▸ **ПИСЬМЕННОЕ ЗАДАНИЕ A**: Когда, согласно фрагменту текста, Хаксли полнее всего ощущал скорость?

▸ **ФРАГМЕНТ ТЕКСТА**:
***
К 1931 году относится известное высказывание Олдоса Хаксли: «Скорость – вот, думается, единственное поистине современное (modern) удовольствие»[18]. Полнее всего он ощущал скорость, когда разгонял до предела свой автомобиль. Поэтому водить машину, с точки зрения Хаксли, было приятно по меньшей мере, по трем причинам. Во-первых (и в-главных), скорость волнующим образом заставляла пространство сжиматься и исчезать; при этом скорость понималась как физический показатель движения, а пространство – не как сфера фактических отношений и возможных взаимодействий, но как простая мера расстояния. В эпоху модерности скорость стала неотъемлемой частью переустройства повседневной жизни и сыграла важную роль в преодолении доиндустриальных различий между центром и периферией, близким и отдаленным. Благодаря ей автолюбители смогли пуститься в увлекательное приключение, в котором время побеждало бы пространство, преодолевая присущую ему ригидность.
Во-вторых, в отличие от опыта железнодорожных пассажиров XIX века, носившего преимущественно рецептивный характер, переживание скорости водителем автомобиля сочетало в себе квазиницшеанское утверждение творческой энергии с особой децентрацией самоощущения. Находясь за рулем и объезжая быстро приближающиеся препятствия, водитель телесно покорял мир современных машин, одновременно вверяя ему перенастройку границ и протяженности собственного тела. Наконец, в-третьих, сама возможность вождения на высокой скорости позволила критически взглянуть на принятое в буржуазной культуре XIX века разделение современной цивилизации на две непересекающиеся сферы: бесплотного, интеллектуально сложного высокого искусства, с одной стороны, и материалистической, ориентированной на потребление массовой культуры – с другой. В глазах Хаксли (и не только его) вождение на высокой скорости заставило пошатнуться эти нормативные иерархии. Усиливая чувство деятельного участия и резко обостряя сенсо́рное восприятие, быстрая езда сулила освобождение от налагаемых буржуазной культурой ограничений и использовала современную культуру потребления для дискредитации конвенциональных стратегий самоопределения.
***
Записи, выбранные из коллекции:
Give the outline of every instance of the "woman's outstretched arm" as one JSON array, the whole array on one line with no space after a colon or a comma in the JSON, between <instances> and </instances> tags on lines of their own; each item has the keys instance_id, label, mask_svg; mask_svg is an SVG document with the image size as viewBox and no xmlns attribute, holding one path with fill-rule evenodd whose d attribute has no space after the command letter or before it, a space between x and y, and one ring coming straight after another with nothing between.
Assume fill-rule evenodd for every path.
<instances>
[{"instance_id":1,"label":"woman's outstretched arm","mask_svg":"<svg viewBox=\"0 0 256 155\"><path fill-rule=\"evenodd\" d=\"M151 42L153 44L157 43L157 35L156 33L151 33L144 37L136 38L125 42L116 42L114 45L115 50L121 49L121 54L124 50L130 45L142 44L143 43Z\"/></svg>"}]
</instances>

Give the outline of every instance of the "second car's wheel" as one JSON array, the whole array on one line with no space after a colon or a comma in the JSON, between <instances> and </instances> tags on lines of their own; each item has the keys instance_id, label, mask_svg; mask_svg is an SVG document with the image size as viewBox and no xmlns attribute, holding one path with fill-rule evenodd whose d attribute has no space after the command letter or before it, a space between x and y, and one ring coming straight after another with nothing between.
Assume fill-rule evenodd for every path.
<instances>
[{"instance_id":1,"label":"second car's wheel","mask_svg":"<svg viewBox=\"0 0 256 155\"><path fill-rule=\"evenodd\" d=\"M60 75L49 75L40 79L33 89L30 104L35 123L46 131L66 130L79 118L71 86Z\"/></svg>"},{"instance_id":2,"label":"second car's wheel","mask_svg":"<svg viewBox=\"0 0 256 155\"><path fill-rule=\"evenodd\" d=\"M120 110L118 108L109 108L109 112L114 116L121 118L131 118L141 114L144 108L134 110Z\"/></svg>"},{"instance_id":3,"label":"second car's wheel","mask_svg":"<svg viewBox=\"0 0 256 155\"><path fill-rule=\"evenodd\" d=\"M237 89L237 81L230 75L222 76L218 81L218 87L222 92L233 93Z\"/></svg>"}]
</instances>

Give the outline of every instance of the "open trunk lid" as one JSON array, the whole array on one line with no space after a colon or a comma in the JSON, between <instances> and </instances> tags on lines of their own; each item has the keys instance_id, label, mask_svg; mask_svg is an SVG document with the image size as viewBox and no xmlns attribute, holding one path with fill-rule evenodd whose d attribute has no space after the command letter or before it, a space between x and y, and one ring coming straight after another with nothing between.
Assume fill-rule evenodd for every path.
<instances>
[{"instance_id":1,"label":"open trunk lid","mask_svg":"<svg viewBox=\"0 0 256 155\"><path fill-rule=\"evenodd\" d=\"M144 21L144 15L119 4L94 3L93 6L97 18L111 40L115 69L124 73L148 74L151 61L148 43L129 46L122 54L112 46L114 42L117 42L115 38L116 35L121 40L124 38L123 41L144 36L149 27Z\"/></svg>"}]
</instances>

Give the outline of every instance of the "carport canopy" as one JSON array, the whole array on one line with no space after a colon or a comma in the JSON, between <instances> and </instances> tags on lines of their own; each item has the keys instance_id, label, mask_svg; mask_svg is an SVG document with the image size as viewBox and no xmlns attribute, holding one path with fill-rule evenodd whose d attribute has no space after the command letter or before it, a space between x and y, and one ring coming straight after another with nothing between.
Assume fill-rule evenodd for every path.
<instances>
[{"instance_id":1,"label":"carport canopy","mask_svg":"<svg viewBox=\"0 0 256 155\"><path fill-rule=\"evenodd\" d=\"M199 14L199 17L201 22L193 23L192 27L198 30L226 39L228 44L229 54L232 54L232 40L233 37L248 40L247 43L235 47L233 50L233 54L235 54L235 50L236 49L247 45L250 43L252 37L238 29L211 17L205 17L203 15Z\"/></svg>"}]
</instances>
***
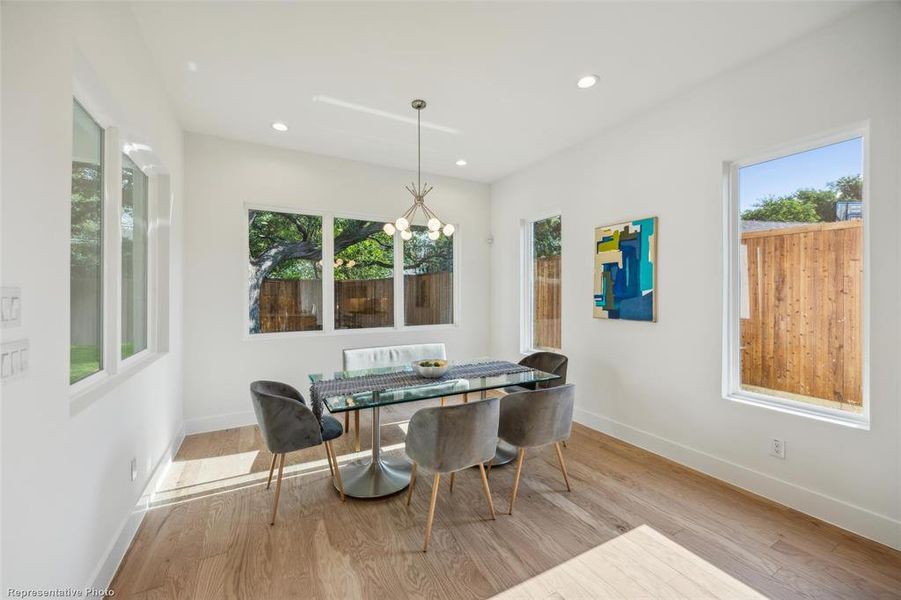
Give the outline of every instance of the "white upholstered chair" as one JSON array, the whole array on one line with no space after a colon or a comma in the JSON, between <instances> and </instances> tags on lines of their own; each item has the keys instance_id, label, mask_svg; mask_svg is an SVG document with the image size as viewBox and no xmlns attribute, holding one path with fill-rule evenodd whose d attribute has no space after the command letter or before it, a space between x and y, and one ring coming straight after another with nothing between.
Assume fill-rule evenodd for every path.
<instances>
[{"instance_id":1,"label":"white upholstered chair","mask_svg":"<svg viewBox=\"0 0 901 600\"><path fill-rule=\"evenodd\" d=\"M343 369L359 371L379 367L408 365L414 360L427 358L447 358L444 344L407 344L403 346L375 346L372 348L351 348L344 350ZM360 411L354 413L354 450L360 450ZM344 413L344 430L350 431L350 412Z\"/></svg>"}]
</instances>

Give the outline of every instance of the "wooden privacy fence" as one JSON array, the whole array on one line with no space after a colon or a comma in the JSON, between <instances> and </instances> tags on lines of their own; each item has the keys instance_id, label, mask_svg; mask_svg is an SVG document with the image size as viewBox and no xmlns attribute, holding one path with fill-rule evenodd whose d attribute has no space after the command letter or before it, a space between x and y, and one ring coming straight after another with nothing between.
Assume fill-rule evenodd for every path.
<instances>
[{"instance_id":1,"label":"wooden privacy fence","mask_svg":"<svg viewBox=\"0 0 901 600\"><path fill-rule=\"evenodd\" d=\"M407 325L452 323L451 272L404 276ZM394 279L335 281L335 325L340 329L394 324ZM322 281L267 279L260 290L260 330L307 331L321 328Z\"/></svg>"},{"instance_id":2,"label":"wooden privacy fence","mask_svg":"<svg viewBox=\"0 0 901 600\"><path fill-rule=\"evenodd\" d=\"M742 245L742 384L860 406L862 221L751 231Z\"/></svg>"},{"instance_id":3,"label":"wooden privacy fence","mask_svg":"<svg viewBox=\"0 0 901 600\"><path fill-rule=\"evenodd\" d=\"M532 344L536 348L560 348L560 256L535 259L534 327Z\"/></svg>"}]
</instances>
***
▸ **ПИСЬМЕННОЕ ЗАДАНИЕ B**: Соберите все строки записей, в которых есть слово «chair». Регистр букв учитывается.

▸ **РЕЗУЛЬТАТ УПРАЖНЕНИЯ A**: Когда разгонял до предела свой автомобиль.

▸ **РЕЗУЛЬТАТ УПРАЖНЕНИЯ B**:
Give the outline of every instance of the "white upholstered chair" as one JSON array, the whole array on one line with no space after a colon or a comma in the JSON, between <instances> and </instances> tags on lines of their own; each item has the keys instance_id, label, mask_svg; mask_svg is an SVG document with the image size as viewBox and no xmlns attribute, holding one path with fill-rule evenodd whose d attribute has no space after the command letter or before it, a space between x and y, and one ring coming straight after another with nothing between.
[{"instance_id":1,"label":"white upholstered chair","mask_svg":"<svg viewBox=\"0 0 901 600\"><path fill-rule=\"evenodd\" d=\"M343 369L359 371L379 367L408 365L414 360L427 358L447 358L444 344L407 344L403 346L375 346L372 348L351 348L344 350ZM360 411L354 413L354 450L360 450ZM344 413L344 430L350 431L350 412Z\"/></svg>"}]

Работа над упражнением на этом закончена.